--- Problem ---
Write out, word for word, the part of the listing below that opens with the line containing "point(213, 247)" and closes with the line containing "point(538, 357)", keeping both of those lines and adding no others.

----

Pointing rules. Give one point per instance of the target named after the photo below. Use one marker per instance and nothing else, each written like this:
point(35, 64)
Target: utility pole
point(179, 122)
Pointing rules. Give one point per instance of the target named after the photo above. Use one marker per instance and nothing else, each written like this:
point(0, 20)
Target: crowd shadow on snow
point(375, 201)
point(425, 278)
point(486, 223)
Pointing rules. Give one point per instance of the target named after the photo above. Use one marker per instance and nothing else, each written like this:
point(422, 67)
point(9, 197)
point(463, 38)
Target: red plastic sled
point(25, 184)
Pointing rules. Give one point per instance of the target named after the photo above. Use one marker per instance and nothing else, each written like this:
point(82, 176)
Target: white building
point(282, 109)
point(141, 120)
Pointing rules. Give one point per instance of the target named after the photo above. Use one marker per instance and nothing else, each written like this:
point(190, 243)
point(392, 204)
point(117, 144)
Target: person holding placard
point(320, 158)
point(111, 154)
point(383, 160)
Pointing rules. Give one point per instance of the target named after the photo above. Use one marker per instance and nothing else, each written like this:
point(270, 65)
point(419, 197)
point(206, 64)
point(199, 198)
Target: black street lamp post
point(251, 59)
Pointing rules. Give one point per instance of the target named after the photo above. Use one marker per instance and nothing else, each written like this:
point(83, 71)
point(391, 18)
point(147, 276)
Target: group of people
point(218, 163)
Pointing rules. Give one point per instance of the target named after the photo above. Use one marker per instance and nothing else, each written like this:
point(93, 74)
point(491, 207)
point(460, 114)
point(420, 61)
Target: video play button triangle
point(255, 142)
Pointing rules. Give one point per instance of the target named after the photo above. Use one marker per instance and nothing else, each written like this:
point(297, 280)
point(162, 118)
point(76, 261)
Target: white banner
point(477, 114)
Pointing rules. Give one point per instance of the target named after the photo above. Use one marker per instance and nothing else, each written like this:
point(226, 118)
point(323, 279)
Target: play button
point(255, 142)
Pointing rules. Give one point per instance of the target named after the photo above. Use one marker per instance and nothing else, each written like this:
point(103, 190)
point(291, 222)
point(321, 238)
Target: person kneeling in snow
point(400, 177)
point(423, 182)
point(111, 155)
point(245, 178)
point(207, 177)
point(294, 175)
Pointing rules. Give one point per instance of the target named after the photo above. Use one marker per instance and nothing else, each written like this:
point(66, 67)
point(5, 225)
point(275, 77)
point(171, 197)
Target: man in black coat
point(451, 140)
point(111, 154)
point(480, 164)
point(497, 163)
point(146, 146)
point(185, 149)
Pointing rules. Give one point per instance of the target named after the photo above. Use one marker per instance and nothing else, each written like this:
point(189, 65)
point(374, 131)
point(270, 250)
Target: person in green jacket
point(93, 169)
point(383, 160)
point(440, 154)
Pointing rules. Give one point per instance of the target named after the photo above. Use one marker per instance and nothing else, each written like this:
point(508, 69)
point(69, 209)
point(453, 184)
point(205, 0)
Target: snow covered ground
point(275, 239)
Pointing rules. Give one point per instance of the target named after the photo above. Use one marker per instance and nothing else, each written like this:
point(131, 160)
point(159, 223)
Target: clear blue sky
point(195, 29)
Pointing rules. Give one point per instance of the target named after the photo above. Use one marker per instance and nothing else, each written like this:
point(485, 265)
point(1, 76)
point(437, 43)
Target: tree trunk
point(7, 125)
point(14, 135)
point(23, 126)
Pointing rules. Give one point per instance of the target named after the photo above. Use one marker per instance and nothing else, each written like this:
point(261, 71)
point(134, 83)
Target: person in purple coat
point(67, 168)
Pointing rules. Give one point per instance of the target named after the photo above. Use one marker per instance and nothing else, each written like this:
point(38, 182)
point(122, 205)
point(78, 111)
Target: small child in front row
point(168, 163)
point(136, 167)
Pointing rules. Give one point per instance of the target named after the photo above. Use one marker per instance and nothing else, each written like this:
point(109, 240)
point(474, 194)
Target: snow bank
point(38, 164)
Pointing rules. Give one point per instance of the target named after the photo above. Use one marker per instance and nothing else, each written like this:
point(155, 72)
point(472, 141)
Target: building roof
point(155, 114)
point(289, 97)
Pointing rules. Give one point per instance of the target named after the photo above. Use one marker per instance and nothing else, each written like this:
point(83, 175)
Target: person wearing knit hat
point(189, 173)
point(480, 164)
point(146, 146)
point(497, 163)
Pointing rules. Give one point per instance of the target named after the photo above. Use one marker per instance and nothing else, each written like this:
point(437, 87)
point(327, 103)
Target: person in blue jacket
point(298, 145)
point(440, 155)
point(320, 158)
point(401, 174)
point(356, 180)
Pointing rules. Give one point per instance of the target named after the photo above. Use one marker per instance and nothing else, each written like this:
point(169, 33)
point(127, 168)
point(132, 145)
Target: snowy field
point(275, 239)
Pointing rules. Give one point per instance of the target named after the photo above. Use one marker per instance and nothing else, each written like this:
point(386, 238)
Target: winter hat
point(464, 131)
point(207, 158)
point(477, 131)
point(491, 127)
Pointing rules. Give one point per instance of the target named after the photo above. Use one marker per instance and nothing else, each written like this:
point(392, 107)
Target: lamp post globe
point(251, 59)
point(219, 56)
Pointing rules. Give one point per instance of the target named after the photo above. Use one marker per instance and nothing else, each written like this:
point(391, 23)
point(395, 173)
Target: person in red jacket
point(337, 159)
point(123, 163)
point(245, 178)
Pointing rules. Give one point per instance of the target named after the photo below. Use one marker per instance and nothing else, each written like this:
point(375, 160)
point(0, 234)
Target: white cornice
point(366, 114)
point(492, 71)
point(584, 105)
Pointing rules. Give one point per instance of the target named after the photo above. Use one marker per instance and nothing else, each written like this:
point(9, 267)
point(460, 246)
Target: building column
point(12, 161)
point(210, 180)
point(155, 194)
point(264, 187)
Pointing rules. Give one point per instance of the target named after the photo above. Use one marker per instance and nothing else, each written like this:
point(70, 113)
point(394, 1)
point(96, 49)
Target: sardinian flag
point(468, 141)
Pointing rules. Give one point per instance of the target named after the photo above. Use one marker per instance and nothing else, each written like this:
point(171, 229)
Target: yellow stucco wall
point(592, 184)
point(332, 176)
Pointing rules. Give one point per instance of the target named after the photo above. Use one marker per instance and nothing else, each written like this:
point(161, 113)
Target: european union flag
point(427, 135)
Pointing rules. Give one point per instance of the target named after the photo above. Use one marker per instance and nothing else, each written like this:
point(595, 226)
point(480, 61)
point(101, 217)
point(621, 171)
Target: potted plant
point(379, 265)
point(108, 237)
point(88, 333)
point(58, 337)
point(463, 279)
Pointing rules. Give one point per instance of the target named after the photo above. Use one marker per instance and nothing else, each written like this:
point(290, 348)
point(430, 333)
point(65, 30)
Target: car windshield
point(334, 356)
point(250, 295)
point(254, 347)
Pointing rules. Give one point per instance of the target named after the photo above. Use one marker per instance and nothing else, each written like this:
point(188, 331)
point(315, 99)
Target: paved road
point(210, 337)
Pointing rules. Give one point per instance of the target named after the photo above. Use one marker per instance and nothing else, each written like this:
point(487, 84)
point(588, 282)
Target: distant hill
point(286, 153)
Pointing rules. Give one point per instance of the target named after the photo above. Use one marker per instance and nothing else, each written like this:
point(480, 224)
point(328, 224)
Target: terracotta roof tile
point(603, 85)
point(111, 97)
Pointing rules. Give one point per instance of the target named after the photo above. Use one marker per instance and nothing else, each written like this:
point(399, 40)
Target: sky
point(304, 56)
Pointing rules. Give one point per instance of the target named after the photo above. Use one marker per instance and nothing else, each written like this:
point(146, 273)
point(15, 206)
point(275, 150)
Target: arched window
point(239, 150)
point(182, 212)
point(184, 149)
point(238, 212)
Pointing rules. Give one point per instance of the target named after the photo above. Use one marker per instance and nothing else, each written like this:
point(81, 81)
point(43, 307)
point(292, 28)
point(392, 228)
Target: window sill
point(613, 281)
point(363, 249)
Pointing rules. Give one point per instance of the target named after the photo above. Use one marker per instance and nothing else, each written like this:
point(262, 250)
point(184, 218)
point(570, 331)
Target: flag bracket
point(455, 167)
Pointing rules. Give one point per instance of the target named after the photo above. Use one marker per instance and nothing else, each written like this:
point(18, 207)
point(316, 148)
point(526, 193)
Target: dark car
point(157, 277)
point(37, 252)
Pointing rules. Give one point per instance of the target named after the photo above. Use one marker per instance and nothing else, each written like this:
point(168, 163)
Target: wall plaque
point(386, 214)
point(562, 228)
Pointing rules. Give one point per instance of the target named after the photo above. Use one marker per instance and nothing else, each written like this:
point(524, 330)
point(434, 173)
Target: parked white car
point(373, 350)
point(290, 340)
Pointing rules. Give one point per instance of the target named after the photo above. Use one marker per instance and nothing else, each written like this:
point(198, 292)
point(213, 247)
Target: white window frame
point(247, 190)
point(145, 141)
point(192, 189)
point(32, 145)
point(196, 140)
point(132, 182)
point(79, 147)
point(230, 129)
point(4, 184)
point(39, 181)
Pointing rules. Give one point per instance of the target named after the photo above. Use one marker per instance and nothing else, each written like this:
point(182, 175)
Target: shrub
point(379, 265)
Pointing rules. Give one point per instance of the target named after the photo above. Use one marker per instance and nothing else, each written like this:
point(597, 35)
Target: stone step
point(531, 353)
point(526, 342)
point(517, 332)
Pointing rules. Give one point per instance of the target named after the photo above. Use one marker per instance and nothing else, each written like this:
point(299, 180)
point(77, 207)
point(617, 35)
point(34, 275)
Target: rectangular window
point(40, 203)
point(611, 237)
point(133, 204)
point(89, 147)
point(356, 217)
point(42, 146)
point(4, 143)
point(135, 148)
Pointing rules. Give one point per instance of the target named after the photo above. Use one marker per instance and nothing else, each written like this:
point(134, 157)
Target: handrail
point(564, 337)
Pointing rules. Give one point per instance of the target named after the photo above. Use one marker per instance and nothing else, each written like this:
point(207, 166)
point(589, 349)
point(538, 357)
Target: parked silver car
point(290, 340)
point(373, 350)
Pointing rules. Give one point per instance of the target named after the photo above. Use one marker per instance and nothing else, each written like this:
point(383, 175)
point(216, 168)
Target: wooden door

----

--- Response to this exercise ---
point(213, 247)
Target: white window frame
point(247, 190)
point(145, 141)
point(192, 189)
point(32, 145)
point(196, 140)
point(132, 182)
point(79, 147)
point(230, 129)
point(4, 184)
point(39, 181)
Pointing rules. Give one point per instance of the target named after the photo above. Use one marker per instance and nothing else, each written like this:
point(182, 175)
Target: shrub
point(379, 265)
Pointing rules. Give one point per instance of the target named after the photo above. Use one marker per instance and nothing else, each written like this:
point(597, 35)
Target: stone step
point(531, 353)
point(526, 342)
point(517, 332)
Pointing rules. Give one point per instance of the target named after the photo above. Use one marker per instance and nothing else, each written like this:
point(299, 180)
point(77, 207)
point(617, 35)
point(34, 275)
Target: rectangular window
point(40, 203)
point(611, 237)
point(133, 204)
point(89, 147)
point(356, 217)
point(42, 146)
point(4, 143)
point(135, 148)
Pointing rules. Give one point per instance of the target named after the photo above. Use one marker per instance and nothing else, each written like this:
point(134, 157)
Target: handrail
point(564, 337)
Pointing rules. Give one point per instance of the target named after the photo above. Use one marker per instance and nothing else, each written like this:
point(207, 166)
point(589, 349)
point(538, 357)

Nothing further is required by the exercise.